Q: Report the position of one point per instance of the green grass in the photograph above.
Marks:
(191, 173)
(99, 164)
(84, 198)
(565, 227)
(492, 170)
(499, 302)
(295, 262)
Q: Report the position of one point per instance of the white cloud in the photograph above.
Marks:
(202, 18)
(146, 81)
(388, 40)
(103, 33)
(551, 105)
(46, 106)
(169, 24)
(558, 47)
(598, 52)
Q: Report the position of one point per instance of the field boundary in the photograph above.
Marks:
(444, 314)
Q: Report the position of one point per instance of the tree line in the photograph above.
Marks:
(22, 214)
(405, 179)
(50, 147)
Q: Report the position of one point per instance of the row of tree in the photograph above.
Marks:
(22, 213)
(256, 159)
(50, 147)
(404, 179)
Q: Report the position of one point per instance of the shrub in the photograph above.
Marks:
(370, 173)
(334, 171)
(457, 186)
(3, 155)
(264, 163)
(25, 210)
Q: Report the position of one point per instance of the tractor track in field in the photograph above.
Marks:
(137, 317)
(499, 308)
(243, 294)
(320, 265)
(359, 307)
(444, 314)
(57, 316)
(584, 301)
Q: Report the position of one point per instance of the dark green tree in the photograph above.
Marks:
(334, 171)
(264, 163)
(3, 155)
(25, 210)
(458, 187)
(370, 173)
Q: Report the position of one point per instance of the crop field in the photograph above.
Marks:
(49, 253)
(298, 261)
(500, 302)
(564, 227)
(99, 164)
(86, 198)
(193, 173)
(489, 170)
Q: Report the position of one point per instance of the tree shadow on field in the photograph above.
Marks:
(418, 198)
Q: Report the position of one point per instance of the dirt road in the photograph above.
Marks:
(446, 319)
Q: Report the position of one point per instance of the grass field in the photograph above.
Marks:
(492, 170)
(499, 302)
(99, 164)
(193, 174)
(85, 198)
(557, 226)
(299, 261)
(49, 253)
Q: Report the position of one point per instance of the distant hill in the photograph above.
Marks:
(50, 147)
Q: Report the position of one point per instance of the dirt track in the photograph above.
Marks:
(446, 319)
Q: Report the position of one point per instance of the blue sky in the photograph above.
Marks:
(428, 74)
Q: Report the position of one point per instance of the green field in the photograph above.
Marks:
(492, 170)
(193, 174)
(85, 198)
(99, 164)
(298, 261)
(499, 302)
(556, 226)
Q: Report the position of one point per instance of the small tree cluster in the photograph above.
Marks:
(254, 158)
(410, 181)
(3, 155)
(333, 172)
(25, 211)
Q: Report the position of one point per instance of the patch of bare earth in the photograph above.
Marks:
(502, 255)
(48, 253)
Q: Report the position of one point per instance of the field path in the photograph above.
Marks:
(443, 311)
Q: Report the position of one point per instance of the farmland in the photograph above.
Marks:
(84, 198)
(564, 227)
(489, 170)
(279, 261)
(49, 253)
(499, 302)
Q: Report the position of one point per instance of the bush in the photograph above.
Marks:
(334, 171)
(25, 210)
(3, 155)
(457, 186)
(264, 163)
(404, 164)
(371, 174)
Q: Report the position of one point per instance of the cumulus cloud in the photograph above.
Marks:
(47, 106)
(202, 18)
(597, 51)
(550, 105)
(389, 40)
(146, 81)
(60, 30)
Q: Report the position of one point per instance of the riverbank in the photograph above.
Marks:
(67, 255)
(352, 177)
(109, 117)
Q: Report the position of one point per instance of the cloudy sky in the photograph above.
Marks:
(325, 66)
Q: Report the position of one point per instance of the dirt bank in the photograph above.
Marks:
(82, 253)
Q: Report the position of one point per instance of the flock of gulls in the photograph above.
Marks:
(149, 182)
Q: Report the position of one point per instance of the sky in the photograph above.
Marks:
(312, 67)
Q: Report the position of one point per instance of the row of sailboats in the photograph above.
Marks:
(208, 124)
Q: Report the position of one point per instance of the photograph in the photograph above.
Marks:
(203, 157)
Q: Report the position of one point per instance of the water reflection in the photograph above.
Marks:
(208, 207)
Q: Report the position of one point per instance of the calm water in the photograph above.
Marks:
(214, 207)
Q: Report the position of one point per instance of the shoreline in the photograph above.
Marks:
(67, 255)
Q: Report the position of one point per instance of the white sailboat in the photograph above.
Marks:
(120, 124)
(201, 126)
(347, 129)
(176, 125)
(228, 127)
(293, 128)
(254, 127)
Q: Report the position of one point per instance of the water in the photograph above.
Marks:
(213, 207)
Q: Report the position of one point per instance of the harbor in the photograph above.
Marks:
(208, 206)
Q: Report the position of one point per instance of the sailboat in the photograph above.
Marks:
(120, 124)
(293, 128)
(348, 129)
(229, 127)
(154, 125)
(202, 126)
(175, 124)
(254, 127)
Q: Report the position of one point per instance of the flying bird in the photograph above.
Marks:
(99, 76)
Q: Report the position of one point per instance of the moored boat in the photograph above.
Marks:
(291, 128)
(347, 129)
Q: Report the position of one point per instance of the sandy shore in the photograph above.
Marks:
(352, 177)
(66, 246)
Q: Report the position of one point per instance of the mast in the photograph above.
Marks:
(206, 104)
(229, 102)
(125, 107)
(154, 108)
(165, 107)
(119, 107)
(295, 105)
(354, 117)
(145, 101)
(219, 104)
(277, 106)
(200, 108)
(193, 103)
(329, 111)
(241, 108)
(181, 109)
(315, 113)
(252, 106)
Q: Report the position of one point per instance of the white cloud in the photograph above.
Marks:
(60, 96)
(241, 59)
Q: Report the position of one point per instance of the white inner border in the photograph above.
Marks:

#####

Uitdaging — Zet de regels die beginnen bij de regel met "white sailboat in the photograph above." en eindigen bij het einde van de gegevens om in een genummerde lijst, zonder lege regels.

Volledig antwoord —
1. Q: Report the position of one point per instance of the white sailboat in the photograph above.
2. Marks:
3. (120, 124)
4. (201, 126)
5. (347, 129)
6. (176, 125)
7. (228, 127)
8. (293, 128)
9. (254, 127)
10. Q: Report the position of one point per instance of the water in the photograph above.
11. Marks:
12. (213, 207)
13. Q: Report the position of one point per instance of the harbor in the photograph above.
14. Marks:
15. (208, 206)
16. Q: Report the position of one point per instance of the sailboat in the photograph above.
17. Marks:
18. (120, 124)
19. (293, 128)
20. (348, 129)
21. (229, 127)
22. (154, 125)
23. (202, 126)
24. (175, 124)
25. (254, 127)
26. Q: Report the position of one point per instance of the flying bird in the photograph above.
27. Marks:
28. (99, 76)
29. Q: Report the position of one point per instance of the moored boat in the photograph above.
30. Marks:
31. (291, 128)
32. (347, 129)
33. Q: Report the position of one point per instance of the sandy shore in the photograph above.
34. Marks:
35. (352, 177)
36. (66, 246)
37. Q: Report the position of one point per instance of the mast in the photograph above.
38. Marks:
39. (206, 104)
40. (229, 102)
41. (125, 107)
42. (154, 108)
43. (165, 107)
44. (119, 107)
45. (295, 105)
46. (354, 117)
47. (145, 101)
48. (219, 104)
49. (277, 106)
50. (200, 108)
51. (193, 103)
52. (329, 111)
53. (241, 108)
54. (181, 109)
55. (315, 113)
56. (252, 106)
57. Q: Report the position of one point per instance of the white cloud in the photograph above.
58. Marks:
59. (60, 96)
60. (241, 59)
61. Q: Report the position of one point per instance of the white inner border in the photograph above.
62. Marks:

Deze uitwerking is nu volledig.